2004-06-12 00:30:41

by Con Kolivas

[permalink] [raw]
Subject: [PATCH] Performance regression in 2.6.7-rc3

-----BEGIN PGP SIGNED MESSAGE-----
Hash: SHA1

Hi all

The OSDL robot monkeys revealed a massive reproducible regression in the
dbt3-pgsql benchmark which could be related to MBligh's measure regression.


2.6.7-rc2: http://khack.osdl.org/stp/293625/
Composite Query Processing Power Throughput Numerical Quantity
199.38 152.52 260.63

vs

2.6.7-rc3: http://khack.osdl.org/stp/293704/
Composite Query Processing Power Throughput Numerical Quantity
152.13 146.36 158.12


with a little bit of detective work and help from Wli we tracked down that
this patch caused it:
[PATCH] sched: improve wakeup-affinity
A massive increase in idle time was observed and the throughput dropped by 40%
Reversing this patch gave these results:

backsched1: http://khack.osdl.org/stp/293865/
Composite Query Processing Power Throughput Numerical Quantity
193.93 145.95 257.67


It may be best to reverse this patch until the regression is better
understood.
Here is a patch reversing it:

Con
-----BEGIN PGP SIGNATURE-----
Version: GnuPG v1.2.4 (GNU/Linux)

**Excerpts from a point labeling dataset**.
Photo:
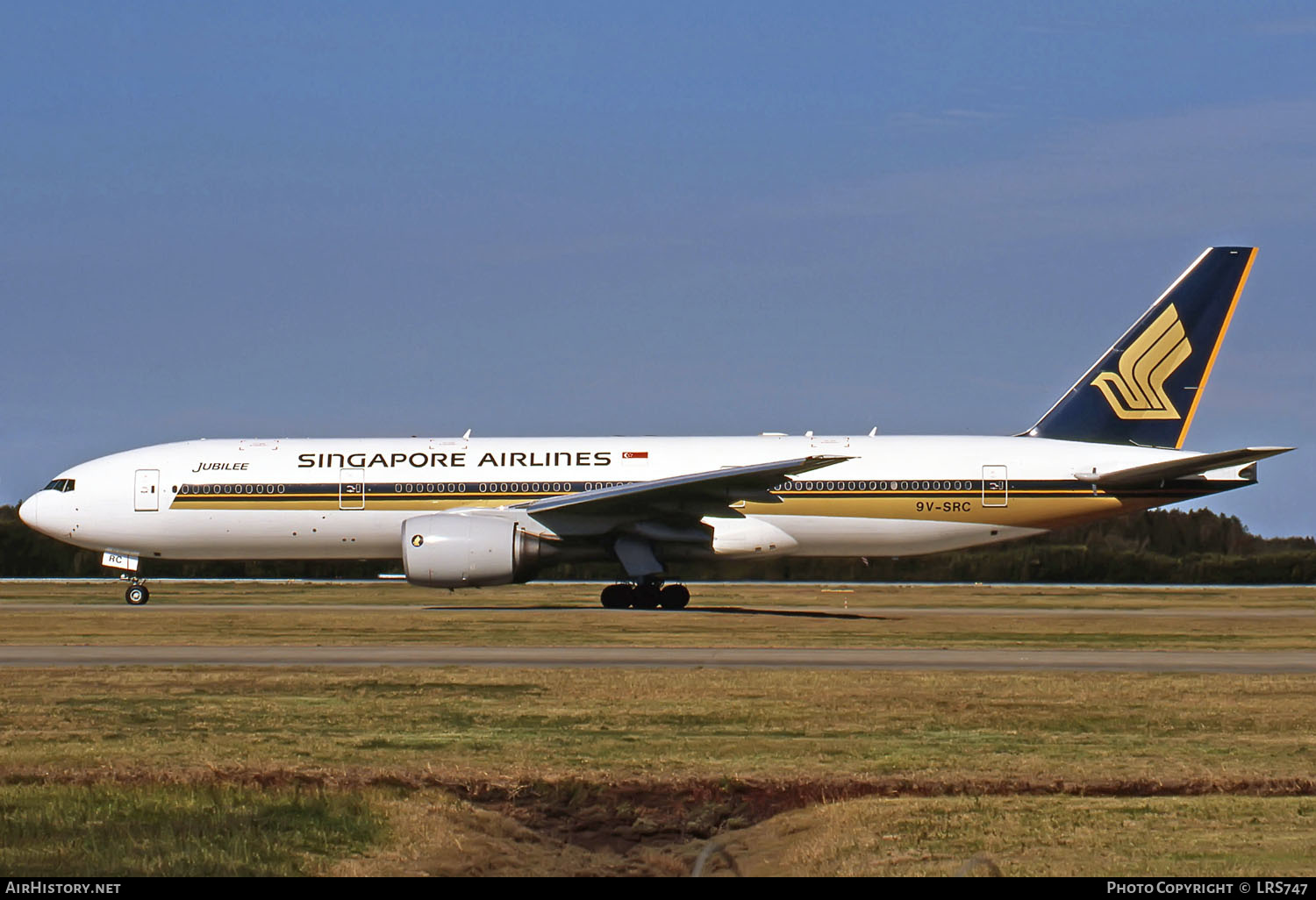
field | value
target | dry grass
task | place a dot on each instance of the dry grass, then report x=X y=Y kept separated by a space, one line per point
x=992 y=765
x=1029 y=836
x=663 y=724
x=802 y=616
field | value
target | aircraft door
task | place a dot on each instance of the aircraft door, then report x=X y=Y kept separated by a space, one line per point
x=352 y=489
x=147 y=496
x=995 y=486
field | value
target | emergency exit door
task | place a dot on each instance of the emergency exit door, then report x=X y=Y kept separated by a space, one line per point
x=995 y=486
x=147 y=495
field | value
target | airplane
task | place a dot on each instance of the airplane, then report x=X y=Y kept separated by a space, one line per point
x=470 y=512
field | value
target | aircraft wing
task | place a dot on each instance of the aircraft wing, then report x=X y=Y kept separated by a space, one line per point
x=719 y=489
x=1173 y=468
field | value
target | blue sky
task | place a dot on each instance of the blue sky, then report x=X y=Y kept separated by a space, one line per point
x=666 y=218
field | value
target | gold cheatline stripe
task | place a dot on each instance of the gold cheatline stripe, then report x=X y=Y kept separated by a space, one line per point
x=1211 y=360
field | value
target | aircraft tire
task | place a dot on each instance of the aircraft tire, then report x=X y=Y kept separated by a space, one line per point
x=647 y=596
x=674 y=596
x=616 y=596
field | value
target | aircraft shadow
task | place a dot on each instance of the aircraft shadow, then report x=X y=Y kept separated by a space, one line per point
x=731 y=611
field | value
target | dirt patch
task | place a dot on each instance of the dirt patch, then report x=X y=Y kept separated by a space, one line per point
x=621 y=816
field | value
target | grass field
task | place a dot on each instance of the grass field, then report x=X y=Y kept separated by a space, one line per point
x=175 y=770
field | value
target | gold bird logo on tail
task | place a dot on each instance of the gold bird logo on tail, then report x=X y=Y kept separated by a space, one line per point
x=1139 y=389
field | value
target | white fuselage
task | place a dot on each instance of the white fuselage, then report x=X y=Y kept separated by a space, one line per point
x=347 y=499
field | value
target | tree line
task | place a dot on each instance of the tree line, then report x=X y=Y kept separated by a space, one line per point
x=1161 y=546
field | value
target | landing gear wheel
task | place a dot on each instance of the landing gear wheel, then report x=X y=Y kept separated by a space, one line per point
x=674 y=596
x=616 y=596
x=647 y=596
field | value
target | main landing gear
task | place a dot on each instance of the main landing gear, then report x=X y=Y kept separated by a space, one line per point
x=647 y=595
x=137 y=595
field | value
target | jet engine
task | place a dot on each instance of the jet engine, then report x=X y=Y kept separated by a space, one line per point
x=468 y=547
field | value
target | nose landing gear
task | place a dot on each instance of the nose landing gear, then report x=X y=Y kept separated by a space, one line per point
x=647 y=595
x=137 y=595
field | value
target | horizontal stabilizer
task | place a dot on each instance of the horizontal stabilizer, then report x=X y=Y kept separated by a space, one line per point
x=1145 y=389
x=1173 y=468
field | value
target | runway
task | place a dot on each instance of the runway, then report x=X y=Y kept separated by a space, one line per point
x=1299 y=662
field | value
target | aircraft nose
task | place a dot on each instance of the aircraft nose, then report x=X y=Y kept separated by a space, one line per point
x=28 y=512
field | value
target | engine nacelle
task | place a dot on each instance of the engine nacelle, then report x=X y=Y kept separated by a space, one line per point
x=470 y=547
x=749 y=537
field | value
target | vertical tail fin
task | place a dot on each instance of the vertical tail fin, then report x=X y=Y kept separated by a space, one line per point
x=1145 y=389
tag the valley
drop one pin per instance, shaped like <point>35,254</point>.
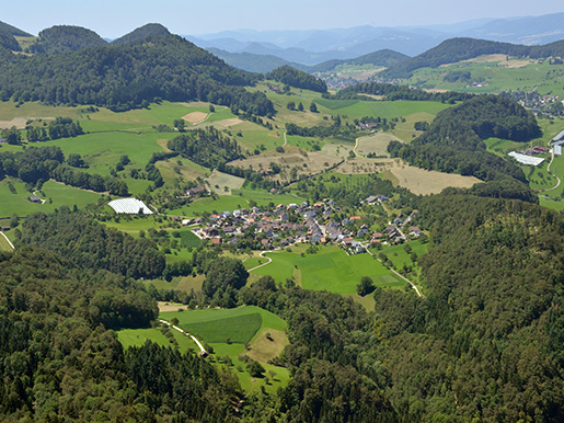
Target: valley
<point>369,253</point>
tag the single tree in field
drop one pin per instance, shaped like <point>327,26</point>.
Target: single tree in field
<point>366,286</point>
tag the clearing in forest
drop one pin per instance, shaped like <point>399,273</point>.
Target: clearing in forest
<point>195,117</point>
<point>424,182</point>
<point>218,182</point>
<point>376,144</point>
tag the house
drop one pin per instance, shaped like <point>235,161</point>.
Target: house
<point>415,231</point>
<point>195,191</point>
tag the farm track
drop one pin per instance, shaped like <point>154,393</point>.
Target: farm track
<point>200,346</point>
<point>8,241</point>
<point>398,274</point>
<point>548,170</point>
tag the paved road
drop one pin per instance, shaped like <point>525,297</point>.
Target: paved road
<point>202,349</point>
<point>548,170</point>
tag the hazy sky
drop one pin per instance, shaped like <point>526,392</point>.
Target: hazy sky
<point>113,18</point>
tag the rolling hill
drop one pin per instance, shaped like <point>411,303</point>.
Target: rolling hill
<point>130,75</point>
<point>457,49</point>
<point>65,38</point>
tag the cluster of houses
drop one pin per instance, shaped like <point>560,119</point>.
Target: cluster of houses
<point>288,224</point>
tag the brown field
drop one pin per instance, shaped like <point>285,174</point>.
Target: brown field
<point>405,130</point>
<point>19,122</point>
<point>305,164</point>
<point>228,123</point>
<point>165,306</point>
<point>195,117</point>
<point>376,143</point>
<point>360,166</point>
<point>500,59</point>
<point>264,349</point>
<point>424,182</point>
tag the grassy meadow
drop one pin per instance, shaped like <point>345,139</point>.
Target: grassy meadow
<point>330,268</point>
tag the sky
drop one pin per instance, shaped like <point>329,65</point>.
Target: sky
<point>113,18</point>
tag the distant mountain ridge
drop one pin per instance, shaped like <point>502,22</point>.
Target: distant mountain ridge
<point>314,47</point>
<point>458,49</point>
<point>66,38</point>
<point>144,31</point>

**WRITTEN PROBLEM**. Reproduce the part of the regression report above from "-----BEGIN PGP SIGNED" to "MBligh's measure regression.".

**RIGHT ANSWER**.
-----BEGIN PGP SIGNED MESSAGE-----
Hash: SHA1

Hi all

The OSDL robot monkeys revealed a massive reproducible regression in the
dbt3-pgsql benchmark which could be related to MBligh's measure regression.